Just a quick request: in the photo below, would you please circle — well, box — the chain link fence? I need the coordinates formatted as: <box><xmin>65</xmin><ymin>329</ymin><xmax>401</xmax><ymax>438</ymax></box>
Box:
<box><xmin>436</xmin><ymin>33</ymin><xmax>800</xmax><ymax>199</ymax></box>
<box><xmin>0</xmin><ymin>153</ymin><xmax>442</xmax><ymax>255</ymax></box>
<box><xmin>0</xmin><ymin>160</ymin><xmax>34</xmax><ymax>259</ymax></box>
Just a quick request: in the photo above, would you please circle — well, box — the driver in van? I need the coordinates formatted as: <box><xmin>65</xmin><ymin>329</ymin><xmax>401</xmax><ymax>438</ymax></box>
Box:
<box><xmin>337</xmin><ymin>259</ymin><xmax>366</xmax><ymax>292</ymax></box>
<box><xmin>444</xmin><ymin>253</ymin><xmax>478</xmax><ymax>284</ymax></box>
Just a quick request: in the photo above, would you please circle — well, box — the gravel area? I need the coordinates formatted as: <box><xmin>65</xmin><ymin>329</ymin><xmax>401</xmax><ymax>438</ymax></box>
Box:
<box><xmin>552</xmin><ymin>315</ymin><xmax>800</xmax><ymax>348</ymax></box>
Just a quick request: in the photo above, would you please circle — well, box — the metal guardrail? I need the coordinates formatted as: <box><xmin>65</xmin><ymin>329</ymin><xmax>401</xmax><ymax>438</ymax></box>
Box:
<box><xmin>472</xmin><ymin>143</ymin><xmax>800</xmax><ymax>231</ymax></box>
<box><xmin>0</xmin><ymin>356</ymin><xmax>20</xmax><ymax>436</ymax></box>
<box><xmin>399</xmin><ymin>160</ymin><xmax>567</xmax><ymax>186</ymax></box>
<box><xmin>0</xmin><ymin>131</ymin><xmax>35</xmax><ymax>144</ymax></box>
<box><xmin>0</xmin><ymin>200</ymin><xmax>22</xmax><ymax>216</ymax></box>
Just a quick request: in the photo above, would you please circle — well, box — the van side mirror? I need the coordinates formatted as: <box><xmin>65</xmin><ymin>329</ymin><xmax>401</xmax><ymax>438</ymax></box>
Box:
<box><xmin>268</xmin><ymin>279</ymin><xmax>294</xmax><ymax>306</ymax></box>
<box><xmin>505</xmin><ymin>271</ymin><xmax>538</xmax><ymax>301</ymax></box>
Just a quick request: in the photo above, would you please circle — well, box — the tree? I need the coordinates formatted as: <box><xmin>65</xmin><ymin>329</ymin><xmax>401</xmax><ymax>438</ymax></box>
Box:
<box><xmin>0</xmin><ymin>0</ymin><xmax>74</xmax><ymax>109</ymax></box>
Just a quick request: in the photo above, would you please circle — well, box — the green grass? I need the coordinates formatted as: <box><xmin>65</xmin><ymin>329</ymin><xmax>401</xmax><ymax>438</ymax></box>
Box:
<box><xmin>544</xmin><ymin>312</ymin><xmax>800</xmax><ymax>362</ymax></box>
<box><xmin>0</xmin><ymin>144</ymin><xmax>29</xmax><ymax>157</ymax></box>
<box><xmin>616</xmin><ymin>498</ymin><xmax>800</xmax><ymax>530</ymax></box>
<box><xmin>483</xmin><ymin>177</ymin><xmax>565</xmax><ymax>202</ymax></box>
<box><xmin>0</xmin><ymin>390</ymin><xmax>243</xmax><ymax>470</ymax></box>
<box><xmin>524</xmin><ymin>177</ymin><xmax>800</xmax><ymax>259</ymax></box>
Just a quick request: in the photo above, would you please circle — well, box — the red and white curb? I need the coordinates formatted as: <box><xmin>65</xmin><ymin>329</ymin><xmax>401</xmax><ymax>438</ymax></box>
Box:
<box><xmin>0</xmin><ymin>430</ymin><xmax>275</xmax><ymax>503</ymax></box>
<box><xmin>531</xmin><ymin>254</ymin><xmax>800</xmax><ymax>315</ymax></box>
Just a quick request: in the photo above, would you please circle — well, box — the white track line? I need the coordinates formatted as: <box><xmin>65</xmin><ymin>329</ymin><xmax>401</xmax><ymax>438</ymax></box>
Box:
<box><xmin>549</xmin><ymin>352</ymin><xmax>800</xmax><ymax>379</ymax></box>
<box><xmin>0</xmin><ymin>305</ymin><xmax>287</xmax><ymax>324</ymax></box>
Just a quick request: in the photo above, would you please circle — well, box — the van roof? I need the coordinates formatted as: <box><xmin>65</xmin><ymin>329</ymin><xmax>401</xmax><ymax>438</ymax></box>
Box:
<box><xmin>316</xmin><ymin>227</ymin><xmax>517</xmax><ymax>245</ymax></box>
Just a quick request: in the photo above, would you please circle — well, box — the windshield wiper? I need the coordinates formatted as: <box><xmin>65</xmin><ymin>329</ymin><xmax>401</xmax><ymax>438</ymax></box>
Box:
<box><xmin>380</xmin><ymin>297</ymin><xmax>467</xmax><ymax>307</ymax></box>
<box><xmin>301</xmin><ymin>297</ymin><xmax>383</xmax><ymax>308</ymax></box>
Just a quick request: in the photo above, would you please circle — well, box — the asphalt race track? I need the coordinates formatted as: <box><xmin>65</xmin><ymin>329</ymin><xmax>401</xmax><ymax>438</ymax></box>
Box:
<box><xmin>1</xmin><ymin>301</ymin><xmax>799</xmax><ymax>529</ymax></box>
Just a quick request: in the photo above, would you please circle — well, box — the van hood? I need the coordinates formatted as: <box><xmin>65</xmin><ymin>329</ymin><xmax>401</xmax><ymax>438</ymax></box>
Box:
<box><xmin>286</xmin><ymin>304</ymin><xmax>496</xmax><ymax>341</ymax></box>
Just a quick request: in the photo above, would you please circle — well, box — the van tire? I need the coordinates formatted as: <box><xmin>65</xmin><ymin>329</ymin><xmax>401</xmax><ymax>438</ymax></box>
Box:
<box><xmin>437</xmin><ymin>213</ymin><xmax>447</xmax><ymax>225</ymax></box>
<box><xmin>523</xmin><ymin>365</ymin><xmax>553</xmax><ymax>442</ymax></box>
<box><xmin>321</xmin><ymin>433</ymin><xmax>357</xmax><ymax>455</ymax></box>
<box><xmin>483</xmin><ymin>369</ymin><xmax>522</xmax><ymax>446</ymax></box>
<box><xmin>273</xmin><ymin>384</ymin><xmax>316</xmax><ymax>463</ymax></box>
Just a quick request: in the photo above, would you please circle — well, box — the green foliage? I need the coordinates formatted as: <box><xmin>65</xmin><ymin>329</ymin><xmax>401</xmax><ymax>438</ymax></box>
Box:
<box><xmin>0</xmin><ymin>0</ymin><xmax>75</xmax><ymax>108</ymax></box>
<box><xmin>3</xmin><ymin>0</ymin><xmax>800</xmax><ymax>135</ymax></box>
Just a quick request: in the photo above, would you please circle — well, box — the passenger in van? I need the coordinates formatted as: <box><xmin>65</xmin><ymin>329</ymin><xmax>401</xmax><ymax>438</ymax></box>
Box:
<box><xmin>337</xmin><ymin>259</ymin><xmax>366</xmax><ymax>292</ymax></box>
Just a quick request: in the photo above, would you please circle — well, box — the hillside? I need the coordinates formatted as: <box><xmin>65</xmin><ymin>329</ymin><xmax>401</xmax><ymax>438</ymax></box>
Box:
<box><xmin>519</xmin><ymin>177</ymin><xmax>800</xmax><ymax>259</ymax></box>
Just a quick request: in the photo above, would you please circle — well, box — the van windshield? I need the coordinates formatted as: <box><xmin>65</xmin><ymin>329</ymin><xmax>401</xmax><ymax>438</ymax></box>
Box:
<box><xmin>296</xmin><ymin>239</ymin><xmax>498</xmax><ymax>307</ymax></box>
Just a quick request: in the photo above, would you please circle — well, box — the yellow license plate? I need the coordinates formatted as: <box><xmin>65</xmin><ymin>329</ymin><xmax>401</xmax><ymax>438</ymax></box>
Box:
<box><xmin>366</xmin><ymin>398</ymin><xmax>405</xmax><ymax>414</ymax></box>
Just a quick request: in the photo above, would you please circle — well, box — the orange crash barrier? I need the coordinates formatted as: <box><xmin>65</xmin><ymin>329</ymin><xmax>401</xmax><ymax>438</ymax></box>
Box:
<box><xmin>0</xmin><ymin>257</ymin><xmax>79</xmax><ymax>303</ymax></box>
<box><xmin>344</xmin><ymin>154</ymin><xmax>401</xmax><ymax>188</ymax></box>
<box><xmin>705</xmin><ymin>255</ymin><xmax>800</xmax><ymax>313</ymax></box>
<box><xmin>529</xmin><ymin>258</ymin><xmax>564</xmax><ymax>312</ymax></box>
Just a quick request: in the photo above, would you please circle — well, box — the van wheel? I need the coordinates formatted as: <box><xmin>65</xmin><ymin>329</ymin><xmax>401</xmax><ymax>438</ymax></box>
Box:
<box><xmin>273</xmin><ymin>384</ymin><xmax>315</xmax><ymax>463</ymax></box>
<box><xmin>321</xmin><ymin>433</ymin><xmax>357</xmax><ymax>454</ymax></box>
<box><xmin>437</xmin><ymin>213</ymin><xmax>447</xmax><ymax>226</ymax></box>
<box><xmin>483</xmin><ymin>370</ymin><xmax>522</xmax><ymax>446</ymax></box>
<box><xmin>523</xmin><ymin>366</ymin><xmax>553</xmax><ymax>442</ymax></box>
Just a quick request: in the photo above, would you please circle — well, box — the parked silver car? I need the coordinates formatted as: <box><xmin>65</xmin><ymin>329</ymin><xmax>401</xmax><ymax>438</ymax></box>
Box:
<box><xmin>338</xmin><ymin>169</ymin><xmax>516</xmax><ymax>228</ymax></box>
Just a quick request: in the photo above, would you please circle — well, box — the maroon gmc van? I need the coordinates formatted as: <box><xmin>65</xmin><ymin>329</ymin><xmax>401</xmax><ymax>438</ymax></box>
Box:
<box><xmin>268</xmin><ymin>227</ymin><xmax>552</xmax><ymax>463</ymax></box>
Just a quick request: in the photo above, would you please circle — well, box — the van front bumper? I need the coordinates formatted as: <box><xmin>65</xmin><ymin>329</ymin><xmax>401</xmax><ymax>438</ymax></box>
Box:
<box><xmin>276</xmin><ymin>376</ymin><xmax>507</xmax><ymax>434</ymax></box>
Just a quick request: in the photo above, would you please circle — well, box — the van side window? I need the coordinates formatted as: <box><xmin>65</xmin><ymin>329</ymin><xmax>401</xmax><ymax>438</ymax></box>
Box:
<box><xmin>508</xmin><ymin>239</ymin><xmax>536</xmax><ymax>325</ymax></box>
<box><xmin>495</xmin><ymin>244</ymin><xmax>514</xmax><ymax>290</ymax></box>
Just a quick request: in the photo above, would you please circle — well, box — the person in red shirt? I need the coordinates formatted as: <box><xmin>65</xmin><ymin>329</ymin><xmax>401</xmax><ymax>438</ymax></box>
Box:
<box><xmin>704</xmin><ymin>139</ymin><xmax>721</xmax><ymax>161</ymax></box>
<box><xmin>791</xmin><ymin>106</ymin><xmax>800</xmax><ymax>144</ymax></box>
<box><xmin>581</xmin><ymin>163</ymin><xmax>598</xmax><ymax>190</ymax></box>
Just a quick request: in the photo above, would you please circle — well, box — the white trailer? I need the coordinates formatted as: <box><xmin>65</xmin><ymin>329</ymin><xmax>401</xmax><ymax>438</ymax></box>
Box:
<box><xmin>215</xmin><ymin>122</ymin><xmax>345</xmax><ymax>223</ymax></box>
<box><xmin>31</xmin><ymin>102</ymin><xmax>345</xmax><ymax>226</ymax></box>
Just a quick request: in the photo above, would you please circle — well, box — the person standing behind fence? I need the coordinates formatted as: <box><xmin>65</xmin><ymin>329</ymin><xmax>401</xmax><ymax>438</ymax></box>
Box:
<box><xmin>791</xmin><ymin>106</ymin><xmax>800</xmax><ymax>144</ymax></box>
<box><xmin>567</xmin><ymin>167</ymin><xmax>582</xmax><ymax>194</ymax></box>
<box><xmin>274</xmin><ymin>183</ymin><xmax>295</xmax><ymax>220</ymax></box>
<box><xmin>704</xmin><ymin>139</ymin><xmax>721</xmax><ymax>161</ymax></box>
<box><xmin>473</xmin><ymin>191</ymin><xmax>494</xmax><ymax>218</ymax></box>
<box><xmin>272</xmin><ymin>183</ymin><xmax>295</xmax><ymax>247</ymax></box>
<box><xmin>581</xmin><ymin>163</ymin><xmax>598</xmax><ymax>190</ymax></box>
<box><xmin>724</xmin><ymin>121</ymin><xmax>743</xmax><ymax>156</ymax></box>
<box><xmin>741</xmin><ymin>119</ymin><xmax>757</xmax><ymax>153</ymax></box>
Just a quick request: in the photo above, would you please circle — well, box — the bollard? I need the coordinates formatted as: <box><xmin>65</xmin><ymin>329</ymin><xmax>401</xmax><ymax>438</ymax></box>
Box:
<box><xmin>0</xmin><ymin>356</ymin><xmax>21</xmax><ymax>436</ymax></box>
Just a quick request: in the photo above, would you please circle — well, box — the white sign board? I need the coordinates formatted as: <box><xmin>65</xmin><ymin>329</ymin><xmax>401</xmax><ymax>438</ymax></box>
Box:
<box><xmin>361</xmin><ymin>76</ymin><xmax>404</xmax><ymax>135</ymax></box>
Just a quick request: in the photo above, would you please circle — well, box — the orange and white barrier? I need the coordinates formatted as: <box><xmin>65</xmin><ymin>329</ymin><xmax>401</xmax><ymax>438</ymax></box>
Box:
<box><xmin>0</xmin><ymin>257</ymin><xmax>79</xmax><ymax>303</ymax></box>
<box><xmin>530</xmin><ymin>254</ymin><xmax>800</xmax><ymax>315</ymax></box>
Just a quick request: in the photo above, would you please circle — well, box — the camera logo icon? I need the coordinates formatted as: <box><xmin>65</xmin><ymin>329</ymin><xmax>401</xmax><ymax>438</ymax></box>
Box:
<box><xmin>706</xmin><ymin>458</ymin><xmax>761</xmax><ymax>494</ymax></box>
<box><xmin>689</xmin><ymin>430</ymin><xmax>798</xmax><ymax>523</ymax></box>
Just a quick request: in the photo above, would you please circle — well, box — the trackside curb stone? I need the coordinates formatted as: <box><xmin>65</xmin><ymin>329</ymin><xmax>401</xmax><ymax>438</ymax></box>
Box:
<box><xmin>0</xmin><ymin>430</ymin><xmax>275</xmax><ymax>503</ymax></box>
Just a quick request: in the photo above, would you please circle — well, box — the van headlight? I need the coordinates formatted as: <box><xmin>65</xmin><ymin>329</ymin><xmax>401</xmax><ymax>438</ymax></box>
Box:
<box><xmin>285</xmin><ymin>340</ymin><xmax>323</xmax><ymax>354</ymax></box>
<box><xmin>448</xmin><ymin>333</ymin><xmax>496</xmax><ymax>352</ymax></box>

_ _ _ _ _ _ _

Task directions ▸ Copy out all the lines of the records that include "windshield".

Exercise response ▸
Just a quick request: in the photo above, would you please circle — well, box — the windshield wiper? I need the coordinates formatted as: <box><xmin>65</xmin><ymin>329</ymin><xmax>401</xmax><ymax>438</ymax></box>
Just a quick request: in the photo above, would you please circle — well, box — the van windshield? I need the coordinates formatted as: <box><xmin>65</xmin><ymin>329</ymin><xmax>401</xmax><ymax>438</ymax></box>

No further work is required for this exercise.